[Start Records to use]

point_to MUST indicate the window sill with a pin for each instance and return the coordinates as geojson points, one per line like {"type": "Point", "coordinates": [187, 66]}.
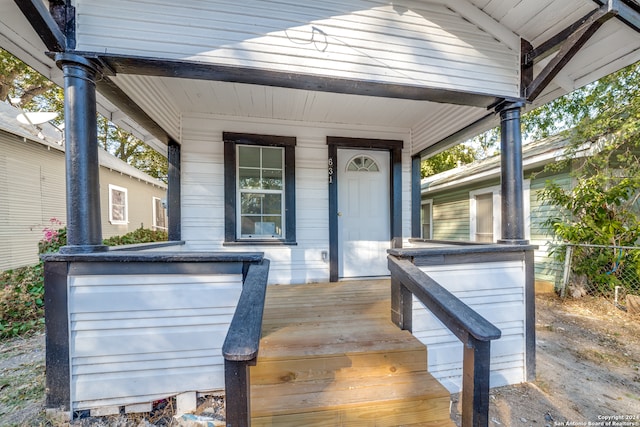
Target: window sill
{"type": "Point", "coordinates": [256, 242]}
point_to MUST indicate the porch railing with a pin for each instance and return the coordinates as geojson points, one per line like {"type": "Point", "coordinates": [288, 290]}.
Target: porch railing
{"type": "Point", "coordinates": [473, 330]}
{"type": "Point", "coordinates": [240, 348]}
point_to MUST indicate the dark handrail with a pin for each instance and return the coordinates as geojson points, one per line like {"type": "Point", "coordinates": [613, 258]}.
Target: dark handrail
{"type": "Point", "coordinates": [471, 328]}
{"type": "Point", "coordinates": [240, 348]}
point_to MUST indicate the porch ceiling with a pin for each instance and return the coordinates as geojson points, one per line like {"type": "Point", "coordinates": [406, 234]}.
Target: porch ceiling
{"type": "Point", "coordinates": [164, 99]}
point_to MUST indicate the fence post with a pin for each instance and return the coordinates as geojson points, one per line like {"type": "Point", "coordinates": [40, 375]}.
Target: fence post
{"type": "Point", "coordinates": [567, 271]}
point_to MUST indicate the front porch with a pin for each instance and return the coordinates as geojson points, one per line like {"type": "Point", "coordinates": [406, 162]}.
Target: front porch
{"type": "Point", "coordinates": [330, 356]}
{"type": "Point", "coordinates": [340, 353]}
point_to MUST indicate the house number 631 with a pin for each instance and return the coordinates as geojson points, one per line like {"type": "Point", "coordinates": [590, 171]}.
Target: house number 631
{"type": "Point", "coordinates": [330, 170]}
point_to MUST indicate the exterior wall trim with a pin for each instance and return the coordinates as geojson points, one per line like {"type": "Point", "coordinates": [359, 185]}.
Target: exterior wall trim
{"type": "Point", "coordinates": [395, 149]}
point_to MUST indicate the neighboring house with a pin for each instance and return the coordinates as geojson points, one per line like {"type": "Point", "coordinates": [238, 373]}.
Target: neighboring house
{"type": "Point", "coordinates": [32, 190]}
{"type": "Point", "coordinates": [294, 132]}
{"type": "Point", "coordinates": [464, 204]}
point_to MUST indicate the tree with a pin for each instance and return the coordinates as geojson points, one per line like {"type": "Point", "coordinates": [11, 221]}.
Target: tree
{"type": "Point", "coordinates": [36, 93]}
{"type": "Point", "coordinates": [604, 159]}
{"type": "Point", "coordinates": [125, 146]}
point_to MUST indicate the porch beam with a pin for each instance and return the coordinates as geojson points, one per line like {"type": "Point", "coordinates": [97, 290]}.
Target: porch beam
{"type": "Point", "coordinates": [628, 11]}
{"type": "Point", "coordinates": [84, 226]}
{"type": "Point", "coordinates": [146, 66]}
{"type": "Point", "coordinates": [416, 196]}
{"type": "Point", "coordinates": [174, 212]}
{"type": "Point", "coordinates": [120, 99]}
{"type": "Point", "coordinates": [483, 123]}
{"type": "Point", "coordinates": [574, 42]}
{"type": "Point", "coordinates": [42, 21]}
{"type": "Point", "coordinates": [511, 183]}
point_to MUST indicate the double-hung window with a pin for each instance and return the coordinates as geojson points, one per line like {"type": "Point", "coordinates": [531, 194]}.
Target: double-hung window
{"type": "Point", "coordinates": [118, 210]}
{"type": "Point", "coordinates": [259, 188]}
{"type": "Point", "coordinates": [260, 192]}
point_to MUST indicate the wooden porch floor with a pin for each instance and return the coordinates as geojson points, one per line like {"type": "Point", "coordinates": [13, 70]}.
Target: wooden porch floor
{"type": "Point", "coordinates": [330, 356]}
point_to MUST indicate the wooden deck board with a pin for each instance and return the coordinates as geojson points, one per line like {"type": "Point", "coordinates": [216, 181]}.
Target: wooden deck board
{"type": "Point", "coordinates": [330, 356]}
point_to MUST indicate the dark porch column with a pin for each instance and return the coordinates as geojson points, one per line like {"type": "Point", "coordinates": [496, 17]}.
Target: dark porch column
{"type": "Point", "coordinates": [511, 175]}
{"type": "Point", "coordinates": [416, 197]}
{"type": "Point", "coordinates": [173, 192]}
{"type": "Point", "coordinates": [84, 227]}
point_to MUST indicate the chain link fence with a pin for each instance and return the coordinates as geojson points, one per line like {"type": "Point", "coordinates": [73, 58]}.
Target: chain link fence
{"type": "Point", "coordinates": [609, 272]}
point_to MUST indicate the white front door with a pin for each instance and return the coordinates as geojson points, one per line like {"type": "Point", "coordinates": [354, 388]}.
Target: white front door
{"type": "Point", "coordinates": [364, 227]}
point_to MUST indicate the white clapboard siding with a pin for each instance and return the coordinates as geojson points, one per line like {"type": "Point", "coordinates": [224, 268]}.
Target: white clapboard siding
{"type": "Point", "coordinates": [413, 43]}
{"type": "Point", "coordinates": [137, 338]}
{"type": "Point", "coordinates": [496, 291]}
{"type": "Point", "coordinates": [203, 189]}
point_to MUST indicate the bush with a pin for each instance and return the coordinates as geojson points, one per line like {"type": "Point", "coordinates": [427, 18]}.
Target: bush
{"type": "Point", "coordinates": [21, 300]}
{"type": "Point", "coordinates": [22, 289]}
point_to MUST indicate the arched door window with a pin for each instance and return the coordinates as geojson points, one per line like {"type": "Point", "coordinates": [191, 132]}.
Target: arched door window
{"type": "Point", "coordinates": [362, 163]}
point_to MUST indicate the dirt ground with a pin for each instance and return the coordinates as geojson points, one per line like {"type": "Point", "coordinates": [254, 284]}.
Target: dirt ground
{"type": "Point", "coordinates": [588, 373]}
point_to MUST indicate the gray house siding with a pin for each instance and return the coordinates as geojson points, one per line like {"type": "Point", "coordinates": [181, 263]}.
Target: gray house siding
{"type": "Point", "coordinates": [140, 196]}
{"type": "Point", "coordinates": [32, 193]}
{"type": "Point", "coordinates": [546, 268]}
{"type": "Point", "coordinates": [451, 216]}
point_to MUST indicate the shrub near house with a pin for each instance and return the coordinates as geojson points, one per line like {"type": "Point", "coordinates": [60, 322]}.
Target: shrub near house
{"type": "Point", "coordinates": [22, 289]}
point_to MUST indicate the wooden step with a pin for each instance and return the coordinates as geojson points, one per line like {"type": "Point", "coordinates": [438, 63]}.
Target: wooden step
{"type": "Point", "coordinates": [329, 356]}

[End Records to use]
[Start Records to use]

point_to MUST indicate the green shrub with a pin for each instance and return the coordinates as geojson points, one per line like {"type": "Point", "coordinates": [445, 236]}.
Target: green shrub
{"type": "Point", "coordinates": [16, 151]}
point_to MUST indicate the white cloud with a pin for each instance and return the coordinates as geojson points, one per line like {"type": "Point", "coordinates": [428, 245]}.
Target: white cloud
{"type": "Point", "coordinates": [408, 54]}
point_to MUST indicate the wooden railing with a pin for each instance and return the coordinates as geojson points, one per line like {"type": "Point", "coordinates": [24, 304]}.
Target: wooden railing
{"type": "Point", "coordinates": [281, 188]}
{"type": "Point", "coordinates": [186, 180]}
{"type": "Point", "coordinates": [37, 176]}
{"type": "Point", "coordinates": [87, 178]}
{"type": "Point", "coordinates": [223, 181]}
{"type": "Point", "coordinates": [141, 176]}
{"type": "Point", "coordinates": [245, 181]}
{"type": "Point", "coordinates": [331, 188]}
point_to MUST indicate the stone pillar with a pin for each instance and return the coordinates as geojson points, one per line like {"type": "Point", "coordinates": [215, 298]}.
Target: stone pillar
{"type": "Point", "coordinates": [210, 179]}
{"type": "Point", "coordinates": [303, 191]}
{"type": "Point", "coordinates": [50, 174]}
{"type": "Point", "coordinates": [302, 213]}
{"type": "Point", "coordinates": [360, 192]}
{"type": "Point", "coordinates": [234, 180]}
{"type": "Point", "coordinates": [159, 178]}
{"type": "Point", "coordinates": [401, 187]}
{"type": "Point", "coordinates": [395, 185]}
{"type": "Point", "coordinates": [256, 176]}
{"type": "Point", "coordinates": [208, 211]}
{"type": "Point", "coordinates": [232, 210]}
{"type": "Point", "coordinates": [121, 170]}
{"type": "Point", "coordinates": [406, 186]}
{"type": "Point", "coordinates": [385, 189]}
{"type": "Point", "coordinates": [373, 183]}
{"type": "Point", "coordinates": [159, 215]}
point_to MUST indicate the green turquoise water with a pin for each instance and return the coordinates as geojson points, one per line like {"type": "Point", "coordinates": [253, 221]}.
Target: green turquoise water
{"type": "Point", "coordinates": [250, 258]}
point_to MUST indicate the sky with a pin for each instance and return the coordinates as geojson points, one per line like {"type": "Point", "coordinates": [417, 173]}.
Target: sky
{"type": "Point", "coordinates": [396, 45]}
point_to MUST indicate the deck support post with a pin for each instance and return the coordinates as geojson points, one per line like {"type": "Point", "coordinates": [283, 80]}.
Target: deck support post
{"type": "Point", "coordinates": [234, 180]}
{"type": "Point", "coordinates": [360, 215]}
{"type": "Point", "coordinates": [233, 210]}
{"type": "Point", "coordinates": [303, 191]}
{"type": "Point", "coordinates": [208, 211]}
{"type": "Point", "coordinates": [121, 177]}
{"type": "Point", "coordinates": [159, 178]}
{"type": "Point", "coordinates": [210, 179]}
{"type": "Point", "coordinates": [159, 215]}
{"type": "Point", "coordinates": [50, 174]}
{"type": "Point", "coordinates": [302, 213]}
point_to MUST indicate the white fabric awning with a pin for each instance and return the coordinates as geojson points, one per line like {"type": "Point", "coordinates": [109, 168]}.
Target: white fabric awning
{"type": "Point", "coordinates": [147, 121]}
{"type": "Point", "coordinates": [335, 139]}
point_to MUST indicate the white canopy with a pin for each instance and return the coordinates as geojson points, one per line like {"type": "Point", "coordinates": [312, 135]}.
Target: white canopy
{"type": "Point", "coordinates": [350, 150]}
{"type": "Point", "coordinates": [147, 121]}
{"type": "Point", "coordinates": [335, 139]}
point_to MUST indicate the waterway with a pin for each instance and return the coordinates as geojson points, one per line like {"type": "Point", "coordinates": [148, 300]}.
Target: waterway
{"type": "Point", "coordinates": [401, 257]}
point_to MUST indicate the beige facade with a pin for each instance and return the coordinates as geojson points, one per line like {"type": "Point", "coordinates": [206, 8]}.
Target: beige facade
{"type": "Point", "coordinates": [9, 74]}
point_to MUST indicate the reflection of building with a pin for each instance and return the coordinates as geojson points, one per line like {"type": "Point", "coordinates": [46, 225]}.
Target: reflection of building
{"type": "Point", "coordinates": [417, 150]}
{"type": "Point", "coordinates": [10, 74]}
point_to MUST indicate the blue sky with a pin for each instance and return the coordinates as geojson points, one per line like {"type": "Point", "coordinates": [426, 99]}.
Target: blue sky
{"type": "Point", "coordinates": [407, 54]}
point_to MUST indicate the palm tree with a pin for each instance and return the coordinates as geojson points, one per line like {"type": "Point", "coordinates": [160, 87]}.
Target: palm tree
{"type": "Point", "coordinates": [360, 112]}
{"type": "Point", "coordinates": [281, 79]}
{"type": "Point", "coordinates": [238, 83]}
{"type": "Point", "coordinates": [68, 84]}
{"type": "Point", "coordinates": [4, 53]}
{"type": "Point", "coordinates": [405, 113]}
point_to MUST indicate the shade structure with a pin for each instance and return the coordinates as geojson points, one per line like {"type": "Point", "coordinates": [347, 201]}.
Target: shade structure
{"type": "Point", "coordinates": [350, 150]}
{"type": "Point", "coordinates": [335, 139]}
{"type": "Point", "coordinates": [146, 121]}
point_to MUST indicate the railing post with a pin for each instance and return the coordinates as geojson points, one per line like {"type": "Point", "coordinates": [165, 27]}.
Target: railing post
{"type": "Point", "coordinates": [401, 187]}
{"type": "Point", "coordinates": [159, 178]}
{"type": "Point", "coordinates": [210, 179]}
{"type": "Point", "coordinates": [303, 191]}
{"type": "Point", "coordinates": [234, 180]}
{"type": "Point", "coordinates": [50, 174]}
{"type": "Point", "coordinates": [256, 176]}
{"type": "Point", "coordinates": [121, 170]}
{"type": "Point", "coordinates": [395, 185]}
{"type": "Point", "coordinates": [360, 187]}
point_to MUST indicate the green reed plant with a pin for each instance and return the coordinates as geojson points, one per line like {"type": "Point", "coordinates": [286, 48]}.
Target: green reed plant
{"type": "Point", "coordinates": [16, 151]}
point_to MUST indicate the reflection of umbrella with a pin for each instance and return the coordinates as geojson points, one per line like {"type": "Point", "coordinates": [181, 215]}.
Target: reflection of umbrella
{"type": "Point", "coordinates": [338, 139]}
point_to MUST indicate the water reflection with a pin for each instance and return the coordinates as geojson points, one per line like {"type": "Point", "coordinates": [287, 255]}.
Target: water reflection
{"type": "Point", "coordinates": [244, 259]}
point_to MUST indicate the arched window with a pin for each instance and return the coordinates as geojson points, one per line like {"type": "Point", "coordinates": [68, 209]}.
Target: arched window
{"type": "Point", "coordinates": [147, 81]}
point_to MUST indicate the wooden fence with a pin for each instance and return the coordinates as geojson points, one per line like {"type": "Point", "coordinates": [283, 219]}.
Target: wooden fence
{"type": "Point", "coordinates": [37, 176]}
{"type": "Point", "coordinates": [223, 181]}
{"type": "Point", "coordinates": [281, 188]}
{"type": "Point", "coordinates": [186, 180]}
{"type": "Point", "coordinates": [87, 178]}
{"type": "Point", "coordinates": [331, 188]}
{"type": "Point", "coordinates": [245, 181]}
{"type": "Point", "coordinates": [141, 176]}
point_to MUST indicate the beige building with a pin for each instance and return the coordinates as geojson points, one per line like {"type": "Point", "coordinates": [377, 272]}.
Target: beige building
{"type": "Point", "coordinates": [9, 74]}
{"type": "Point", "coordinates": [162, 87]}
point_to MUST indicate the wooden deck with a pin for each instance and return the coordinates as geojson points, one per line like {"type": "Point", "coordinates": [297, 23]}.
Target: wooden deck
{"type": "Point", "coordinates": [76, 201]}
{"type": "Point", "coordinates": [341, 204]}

[End Records to use]
[Start Records to use]

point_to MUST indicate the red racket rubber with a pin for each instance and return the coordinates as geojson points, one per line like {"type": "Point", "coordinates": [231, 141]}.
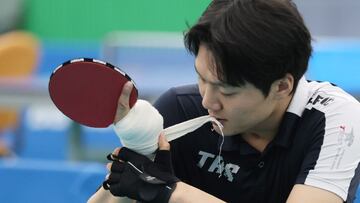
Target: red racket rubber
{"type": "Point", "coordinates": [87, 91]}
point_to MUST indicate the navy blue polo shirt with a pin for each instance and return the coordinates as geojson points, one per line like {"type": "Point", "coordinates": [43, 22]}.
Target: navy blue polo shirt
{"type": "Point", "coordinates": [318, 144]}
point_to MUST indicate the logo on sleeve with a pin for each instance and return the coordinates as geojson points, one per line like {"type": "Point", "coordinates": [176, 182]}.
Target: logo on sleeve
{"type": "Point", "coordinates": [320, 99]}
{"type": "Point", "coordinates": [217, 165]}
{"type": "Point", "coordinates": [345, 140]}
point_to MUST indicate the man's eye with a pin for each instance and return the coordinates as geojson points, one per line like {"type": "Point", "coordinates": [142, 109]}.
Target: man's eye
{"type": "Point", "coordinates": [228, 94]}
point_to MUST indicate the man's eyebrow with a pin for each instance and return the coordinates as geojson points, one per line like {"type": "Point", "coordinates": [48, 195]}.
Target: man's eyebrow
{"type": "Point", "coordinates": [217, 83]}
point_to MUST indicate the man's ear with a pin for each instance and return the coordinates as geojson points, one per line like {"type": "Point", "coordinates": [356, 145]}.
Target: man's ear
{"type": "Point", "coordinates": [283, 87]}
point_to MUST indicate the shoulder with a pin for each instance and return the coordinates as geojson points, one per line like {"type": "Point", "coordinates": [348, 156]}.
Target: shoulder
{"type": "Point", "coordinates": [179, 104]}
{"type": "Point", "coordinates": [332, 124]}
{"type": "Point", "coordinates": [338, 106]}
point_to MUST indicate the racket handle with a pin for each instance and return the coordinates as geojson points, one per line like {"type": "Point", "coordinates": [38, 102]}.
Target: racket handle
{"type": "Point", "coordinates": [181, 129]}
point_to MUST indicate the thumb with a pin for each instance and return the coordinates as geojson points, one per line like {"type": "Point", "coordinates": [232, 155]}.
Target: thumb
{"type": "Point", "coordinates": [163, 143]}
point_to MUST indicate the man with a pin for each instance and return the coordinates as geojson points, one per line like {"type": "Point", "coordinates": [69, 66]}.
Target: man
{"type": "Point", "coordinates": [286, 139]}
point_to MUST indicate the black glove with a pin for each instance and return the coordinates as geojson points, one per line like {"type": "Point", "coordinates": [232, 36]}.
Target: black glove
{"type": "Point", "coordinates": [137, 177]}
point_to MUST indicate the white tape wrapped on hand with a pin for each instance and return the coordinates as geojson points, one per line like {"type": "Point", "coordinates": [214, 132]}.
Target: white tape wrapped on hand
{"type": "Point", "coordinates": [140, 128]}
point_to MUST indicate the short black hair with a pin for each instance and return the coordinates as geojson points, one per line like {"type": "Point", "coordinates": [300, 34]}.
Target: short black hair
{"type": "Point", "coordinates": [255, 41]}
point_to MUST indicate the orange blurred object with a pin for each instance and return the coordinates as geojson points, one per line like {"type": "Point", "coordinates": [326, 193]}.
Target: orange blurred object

[End Records to use]

Please count the lines above that contain the string "blurred", matching case exactly, and give only the number.

### Complete output
2